• **Dataset records**
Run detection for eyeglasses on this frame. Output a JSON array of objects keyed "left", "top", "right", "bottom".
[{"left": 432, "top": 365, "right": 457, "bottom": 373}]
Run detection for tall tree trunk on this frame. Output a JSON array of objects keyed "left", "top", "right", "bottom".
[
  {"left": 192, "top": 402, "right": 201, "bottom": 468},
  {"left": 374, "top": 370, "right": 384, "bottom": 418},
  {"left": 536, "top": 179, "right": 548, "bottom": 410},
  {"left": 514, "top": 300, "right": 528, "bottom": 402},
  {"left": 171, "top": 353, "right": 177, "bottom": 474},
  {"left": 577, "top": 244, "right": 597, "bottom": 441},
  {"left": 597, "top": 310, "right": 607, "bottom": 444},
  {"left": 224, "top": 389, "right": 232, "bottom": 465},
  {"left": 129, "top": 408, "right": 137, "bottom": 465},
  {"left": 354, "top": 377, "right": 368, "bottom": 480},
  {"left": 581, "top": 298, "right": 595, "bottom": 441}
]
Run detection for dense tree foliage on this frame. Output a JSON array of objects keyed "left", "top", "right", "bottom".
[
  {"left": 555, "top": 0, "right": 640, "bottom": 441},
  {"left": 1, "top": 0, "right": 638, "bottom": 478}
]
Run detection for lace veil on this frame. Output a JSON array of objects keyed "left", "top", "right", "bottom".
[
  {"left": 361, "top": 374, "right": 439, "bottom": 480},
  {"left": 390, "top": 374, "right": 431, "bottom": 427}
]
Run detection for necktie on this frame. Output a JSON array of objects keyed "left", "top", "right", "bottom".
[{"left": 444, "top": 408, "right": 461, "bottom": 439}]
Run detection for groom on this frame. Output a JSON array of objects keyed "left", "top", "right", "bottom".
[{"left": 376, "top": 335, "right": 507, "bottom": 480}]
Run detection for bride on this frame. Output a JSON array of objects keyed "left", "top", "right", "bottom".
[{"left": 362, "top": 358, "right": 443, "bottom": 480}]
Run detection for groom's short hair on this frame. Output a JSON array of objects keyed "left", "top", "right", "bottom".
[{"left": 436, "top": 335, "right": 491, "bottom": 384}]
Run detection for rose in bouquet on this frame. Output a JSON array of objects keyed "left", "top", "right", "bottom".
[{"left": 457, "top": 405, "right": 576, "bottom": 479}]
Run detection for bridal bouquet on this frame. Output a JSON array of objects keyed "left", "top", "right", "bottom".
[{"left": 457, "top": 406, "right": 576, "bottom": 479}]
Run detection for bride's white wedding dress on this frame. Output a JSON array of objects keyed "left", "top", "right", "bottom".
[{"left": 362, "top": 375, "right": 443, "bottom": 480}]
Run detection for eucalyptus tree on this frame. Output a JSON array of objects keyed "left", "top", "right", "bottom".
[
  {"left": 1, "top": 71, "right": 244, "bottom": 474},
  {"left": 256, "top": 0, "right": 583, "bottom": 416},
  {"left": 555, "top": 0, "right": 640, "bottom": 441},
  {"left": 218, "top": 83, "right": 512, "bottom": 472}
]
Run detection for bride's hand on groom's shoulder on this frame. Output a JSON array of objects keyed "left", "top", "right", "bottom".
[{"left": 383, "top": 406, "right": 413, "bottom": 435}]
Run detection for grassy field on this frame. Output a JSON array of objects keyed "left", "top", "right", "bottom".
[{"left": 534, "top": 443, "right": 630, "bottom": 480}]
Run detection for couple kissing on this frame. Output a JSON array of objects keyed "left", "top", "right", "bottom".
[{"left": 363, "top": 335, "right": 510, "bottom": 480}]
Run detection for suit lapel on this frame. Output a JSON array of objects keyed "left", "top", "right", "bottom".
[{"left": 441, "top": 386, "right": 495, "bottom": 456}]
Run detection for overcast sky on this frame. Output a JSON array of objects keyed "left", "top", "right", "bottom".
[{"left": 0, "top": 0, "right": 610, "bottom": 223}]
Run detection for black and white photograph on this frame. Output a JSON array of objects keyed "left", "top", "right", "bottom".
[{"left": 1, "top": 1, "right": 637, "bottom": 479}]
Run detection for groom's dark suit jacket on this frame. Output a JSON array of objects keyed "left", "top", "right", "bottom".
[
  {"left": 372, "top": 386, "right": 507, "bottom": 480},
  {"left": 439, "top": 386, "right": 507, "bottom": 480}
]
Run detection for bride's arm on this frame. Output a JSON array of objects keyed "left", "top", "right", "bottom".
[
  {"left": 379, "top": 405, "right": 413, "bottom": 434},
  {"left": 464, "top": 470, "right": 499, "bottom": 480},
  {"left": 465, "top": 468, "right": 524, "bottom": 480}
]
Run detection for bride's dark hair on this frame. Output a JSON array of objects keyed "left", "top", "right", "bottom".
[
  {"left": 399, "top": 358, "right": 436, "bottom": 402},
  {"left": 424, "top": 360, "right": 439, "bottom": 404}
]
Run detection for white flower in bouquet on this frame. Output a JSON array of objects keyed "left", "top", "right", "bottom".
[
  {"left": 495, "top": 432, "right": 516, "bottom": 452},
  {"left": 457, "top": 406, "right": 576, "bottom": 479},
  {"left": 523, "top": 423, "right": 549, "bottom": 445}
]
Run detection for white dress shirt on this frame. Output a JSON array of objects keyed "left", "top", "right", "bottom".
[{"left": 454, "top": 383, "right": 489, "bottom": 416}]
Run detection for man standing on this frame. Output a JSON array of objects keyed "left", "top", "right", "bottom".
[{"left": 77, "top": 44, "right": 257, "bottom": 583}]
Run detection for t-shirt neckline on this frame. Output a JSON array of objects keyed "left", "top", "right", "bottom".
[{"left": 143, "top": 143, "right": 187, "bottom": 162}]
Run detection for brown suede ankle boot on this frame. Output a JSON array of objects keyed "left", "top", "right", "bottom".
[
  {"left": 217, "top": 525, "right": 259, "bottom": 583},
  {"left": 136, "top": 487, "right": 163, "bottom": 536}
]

• **Work task**
Please transcribe the listing in its entirety, exactly.

• **Output below**
Run detection for eyeglasses on this frame. Output a JSON array of objects keyed "left", "top", "right", "bottom".
[{"left": 432, "top": 365, "right": 457, "bottom": 373}]
Run detection for tall tree trunk on this frame. Output a JSON array of objects keyed "left", "top", "right", "bottom".
[
  {"left": 192, "top": 402, "right": 201, "bottom": 468},
  {"left": 374, "top": 370, "right": 384, "bottom": 418},
  {"left": 536, "top": 179, "right": 548, "bottom": 410},
  {"left": 514, "top": 300, "right": 528, "bottom": 402},
  {"left": 171, "top": 353, "right": 177, "bottom": 474},
  {"left": 577, "top": 244, "right": 597, "bottom": 441},
  {"left": 597, "top": 310, "right": 607, "bottom": 444},
  {"left": 224, "top": 389, "right": 232, "bottom": 465},
  {"left": 129, "top": 408, "right": 137, "bottom": 465},
  {"left": 354, "top": 377, "right": 368, "bottom": 480},
  {"left": 581, "top": 298, "right": 595, "bottom": 441}
]
Run detection for dense tree foliage on this frame. Output a JSON array of objects keyed "left", "top", "right", "bottom".
[
  {"left": 555, "top": 0, "right": 640, "bottom": 441},
  {"left": 1, "top": 0, "right": 638, "bottom": 478}
]
Run detection for lace veil on this frame. Output a JSON array of objects keyed "left", "top", "right", "bottom".
[
  {"left": 361, "top": 374, "right": 439, "bottom": 480},
  {"left": 390, "top": 374, "right": 431, "bottom": 427}
]
Run detection for necktie on this frame. Output a JSON array of objects keyed "left", "top", "right", "bottom".
[{"left": 444, "top": 408, "right": 461, "bottom": 439}]
Run detection for groom on this frame. Output a JSON array of objects keyed "left", "top", "right", "bottom".
[{"left": 376, "top": 335, "right": 507, "bottom": 480}]
Run detection for bride on this frame. Output a JSON array of objects keyed "left", "top", "right", "bottom".
[{"left": 362, "top": 358, "right": 443, "bottom": 480}]
Run detection for groom's short hair on this frame. Output a JSON array of objects keyed "left", "top", "right", "bottom".
[{"left": 436, "top": 335, "right": 491, "bottom": 384}]
Run detection for rose in bouquet on this frame. Output a JSON array of objects keyed "left", "top", "right", "bottom".
[{"left": 457, "top": 405, "right": 576, "bottom": 479}]
Run detection for bridal bouquet on this frame. Output a JSON array of objects keyed "left", "top", "right", "bottom".
[{"left": 457, "top": 406, "right": 576, "bottom": 479}]
Run detection for bride's white wedding dress on this frame. Output a JSON array of objects keyed "left", "top", "right", "bottom".
[{"left": 362, "top": 375, "right": 443, "bottom": 480}]
Run detection for eucalyptus tree on this frame. Output a JSON array of objects keyed "left", "top", "right", "bottom".
[
  {"left": 1, "top": 71, "right": 244, "bottom": 474},
  {"left": 256, "top": 0, "right": 583, "bottom": 416},
  {"left": 555, "top": 0, "right": 640, "bottom": 441},
  {"left": 218, "top": 83, "right": 512, "bottom": 472}
]
Run detection for bride's hand on groom's shoulder on this frame. Output a JSON array of objects keyed "left", "top", "right", "bottom".
[{"left": 383, "top": 406, "right": 413, "bottom": 435}]
Run detection for grassy field on this frame. Output a JSON array of objects keyed "left", "top", "right", "bottom".
[{"left": 534, "top": 443, "right": 630, "bottom": 480}]
Run detection for couple kissing on this frame. Output a JSON array of objects keyed "left", "top", "right", "bottom".
[{"left": 363, "top": 335, "right": 510, "bottom": 480}]
Run detection for suit lapel on this frame. Output a JSON array of objects keyed "left", "top", "right", "bottom".
[{"left": 441, "top": 386, "right": 495, "bottom": 456}]
Run detection for overcast sky on this frame. Output a JSON array of objects keyed "left", "top", "right", "bottom".
[{"left": 0, "top": 0, "right": 610, "bottom": 223}]
Run detection for black and white photograph on this frame. Output a JSON array of objects keyed "left", "top", "right", "bottom".
[{"left": 1, "top": 1, "right": 637, "bottom": 479}]
Run detection for groom's dark suit jacket on this frame. Output a JSON array of objects keyed "left", "top", "right", "bottom".
[
  {"left": 372, "top": 386, "right": 507, "bottom": 480},
  {"left": 439, "top": 386, "right": 507, "bottom": 480}
]
Run detection for bride's arm on this frame. Output a JSON array of objects keyed "left", "top", "right", "bottom".
[
  {"left": 379, "top": 405, "right": 413, "bottom": 434},
  {"left": 464, "top": 470, "right": 499, "bottom": 480},
  {"left": 465, "top": 468, "right": 524, "bottom": 480}
]
Run detection for bride's dark hair on this frame. Output a JSON array of objects keyed "left", "top", "right", "bottom".
[
  {"left": 399, "top": 358, "right": 436, "bottom": 402},
  {"left": 424, "top": 360, "right": 439, "bottom": 404}
]
Run detection for white flower in bouquet on this frame. Output a JSON array of objects keyed "left", "top", "right", "bottom".
[
  {"left": 495, "top": 432, "right": 516, "bottom": 452},
  {"left": 457, "top": 406, "right": 576, "bottom": 479},
  {"left": 523, "top": 423, "right": 549, "bottom": 445}
]
Run detection for white dress shirt on this frame. Output a JSON array of objects keyed "left", "top", "right", "bottom".
[{"left": 454, "top": 383, "right": 489, "bottom": 416}]
Run detection for man standing on this frame. Output a JSON array of objects keyed "left", "top", "right", "bottom".
[{"left": 77, "top": 44, "right": 257, "bottom": 583}]
Run detection for t-shirt neckline on this frame. Output a JSON array of objects keyed "left", "top", "right", "bottom".
[{"left": 143, "top": 143, "right": 187, "bottom": 162}]
Run detection for brown suede ankle boot on this frame. Output a JSON array of objects keyed "left", "top", "right", "bottom".
[
  {"left": 217, "top": 525, "right": 259, "bottom": 583},
  {"left": 136, "top": 487, "right": 163, "bottom": 536}
]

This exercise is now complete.